═════ Task input ═════

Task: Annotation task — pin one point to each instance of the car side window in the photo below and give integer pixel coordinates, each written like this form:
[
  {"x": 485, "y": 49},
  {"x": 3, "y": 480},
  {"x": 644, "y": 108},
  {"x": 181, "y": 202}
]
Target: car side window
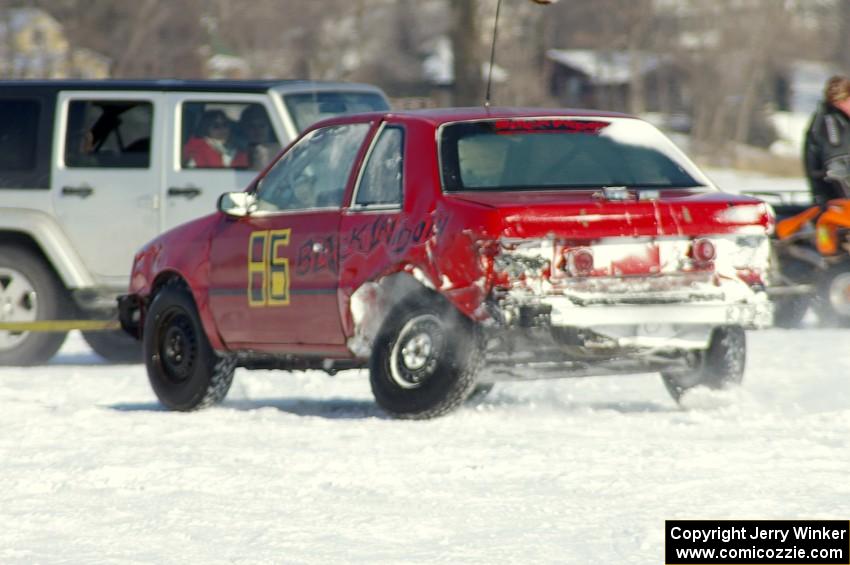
[
  {"x": 381, "y": 182},
  {"x": 19, "y": 134},
  {"x": 226, "y": 135},
  {"x": 313, "y": 173},
  {"x": 108, "y": 134}
]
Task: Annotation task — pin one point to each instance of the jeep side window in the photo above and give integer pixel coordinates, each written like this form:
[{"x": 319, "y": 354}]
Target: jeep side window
[
  {"x": 18, "y": 136},
  {"x": 313, "y": 174},
  {"x": 108, "y": 134},
  {"x": 226, "y": 135},
  {"x": 381, "y": 181}
]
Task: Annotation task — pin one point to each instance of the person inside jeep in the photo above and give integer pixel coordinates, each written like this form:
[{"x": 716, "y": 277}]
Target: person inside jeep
[
  {"x": 258, "y": 136},
  {"x": 211, "y": 146},
  {"x": 827, "y": 146}
]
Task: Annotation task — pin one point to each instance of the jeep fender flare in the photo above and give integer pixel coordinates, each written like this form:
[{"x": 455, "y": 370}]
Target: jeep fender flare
[{"x": 48, "y": 237}]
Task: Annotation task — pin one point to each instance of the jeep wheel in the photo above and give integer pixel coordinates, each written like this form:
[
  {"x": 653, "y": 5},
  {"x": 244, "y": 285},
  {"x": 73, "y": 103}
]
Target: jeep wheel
[
  {"x": 29, "y": 292},
  {"x": 183, "y": 369},
  {"x": 424, "y": 360},
  {"x": 115, "y": 346},
  {"x": 720, "y": 366},
  {"x": 833, "y": 301}
]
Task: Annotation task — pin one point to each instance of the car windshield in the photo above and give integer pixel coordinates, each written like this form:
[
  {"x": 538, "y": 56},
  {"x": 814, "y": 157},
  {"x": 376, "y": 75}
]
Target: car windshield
[
  {"x": 562, "y": 153},
  {"x": 307, "y": 108}
]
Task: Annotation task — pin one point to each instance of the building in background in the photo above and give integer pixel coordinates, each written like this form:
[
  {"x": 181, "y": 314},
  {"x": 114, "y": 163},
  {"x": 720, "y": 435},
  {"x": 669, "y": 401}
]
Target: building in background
[{"x": 33, "y": 45}]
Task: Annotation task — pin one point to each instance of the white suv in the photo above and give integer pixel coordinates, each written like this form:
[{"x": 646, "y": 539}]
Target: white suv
[{"x": 89, "y": 171}]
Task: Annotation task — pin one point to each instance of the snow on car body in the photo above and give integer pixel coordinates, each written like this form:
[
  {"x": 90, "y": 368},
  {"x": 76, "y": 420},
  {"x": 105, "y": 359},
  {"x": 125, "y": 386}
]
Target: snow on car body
[{"x": 446, "y": 249}]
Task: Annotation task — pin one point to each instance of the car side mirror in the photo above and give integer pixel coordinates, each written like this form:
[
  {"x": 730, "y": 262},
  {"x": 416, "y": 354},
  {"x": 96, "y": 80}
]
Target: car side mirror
[{"x": 237, "y": 204}]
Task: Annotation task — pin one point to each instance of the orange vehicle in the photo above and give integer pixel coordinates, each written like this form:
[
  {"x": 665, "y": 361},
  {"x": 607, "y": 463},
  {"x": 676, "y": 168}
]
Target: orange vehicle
[{"x": 811, "y": 252}]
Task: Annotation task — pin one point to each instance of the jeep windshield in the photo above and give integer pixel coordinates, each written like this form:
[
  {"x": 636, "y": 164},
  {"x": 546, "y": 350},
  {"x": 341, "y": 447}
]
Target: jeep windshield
[
  {"x": 308, "y": 108},
  {"x": 562, "y": 153}
]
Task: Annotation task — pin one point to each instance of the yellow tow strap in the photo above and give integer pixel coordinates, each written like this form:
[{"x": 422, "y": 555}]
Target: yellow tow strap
[{"x": 60, "y": 325}]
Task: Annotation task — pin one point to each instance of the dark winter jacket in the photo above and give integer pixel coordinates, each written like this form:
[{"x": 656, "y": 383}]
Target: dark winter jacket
[{"x": 827, "y": 149}]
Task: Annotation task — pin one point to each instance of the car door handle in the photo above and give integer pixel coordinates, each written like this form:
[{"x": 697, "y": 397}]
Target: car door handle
[
  {"x": 184, "y": 191},
  {"x": 83, "y": 191}
]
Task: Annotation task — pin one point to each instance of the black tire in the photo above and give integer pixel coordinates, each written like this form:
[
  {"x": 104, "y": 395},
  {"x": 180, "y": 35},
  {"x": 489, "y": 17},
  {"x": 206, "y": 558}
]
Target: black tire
[
  {"x": 833, "y": 297},
  {"x": 184, "y": 370},
  {"x": 720, "y": 366},
  {"x": 29, "y": 291},
  {"x": 115, "y": 346},
  {"x": 424, "y": 360},
  {"x": 789, "y": 311}
]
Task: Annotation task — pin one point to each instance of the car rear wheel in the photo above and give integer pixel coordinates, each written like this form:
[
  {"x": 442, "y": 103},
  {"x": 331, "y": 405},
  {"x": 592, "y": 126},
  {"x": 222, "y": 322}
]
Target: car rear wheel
[
  {"x": 29, "y": 292},
  {"x": 184, "y": 370},
  {"x": 720, "y": 366},
  {"x": 424, "y": 360}
]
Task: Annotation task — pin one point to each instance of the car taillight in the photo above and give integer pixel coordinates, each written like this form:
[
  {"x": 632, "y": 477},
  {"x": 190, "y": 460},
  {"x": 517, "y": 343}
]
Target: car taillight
[
  {"x": 580, "y": 262},
  {"x": 703, "y": 251}
]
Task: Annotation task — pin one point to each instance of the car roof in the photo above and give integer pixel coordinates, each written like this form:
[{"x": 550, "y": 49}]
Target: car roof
[
  {"x": 439, "y": 116},
  {"x": 181, "y": 85}
]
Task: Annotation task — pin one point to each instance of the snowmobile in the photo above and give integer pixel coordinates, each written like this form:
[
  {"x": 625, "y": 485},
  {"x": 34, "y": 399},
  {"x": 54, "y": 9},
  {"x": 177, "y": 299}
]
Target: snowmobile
[{"x": 810, "y": 262}]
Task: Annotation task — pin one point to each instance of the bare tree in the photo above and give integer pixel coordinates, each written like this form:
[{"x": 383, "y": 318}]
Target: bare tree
[{"x": 466, "y": 50}]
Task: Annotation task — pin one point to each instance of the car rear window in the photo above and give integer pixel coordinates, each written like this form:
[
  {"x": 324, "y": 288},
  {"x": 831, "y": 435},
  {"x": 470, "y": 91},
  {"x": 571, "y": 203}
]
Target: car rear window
[
  {"x": 561, "y": 153},
  {"x": 307, "y": 108}
]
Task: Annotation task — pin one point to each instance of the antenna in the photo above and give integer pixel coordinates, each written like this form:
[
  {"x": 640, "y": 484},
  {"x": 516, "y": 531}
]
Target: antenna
[
  {"x": 492, "y": 55},
  {"x": 493, "y": 47}
]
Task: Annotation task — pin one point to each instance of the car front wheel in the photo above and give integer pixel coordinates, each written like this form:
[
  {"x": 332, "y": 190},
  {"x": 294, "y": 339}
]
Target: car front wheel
[
  {"x": 720, "y": 366},
  {"x": 424, "y": 360},
  {"x": 184, "y": 370}
]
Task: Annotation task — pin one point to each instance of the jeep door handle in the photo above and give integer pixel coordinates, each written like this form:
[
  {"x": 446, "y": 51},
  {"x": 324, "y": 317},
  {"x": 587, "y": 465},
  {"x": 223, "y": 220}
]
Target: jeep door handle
[
  {"x": 81, "y": 191},
  {"x": 184, "y": 191}
]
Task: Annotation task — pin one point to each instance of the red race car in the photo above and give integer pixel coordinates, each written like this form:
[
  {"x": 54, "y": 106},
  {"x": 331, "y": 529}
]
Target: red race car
[{"x": 448, "y": 249}]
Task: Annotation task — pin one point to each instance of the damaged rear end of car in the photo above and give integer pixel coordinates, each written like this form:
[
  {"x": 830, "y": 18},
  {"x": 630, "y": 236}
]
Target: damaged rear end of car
[{"x": 606, "y": 251}]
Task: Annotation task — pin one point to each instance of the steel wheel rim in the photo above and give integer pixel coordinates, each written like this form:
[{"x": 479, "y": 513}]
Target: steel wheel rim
[
  {"x": 177, "y": 346},
  {"x": 839, "y": 294},
  {"x": 18, "y": 303},
  {"x": 416, "y": 352}
]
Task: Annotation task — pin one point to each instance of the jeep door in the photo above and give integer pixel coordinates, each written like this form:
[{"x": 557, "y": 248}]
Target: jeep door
[
  {"x": 274, "y": 273},
  {"x": 106, "y": 170},
  {"x": 217, "y": 143}
]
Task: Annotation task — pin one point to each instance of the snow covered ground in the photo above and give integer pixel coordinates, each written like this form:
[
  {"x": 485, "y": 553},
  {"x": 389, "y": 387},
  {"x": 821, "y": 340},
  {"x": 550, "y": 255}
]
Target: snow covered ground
[{"x": 303, "y": 468}]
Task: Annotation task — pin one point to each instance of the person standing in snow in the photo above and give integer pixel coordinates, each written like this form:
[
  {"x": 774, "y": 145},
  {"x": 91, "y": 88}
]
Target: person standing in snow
[{"x": 827, "y": 146}]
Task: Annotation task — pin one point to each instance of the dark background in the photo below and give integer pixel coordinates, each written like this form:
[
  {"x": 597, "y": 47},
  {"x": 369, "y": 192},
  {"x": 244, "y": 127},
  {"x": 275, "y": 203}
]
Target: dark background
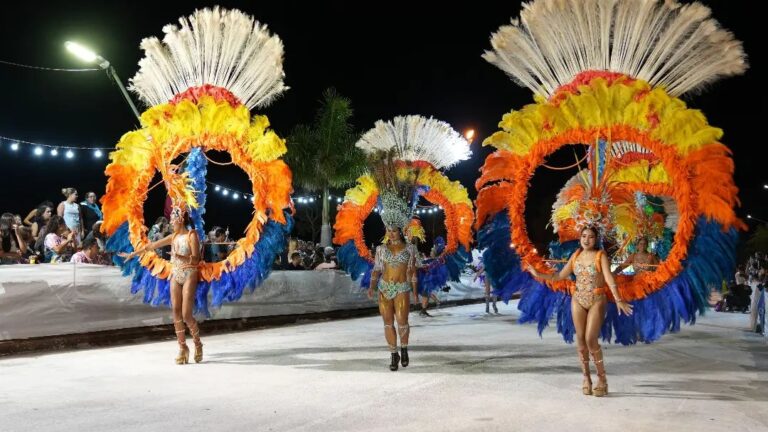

═════

Nothing but the lines with "below" should be returned, copied from the entries above.

▸ **Output for this exercise**:
Task: Annotation task — pin one point to each instance of the car side window in the photo below and give integer pixel coordinates, each written like this form:
Task: Annotation task — pin one point to each instance of the dark background in the photo below and give integer pixel coordinates, each written like this form:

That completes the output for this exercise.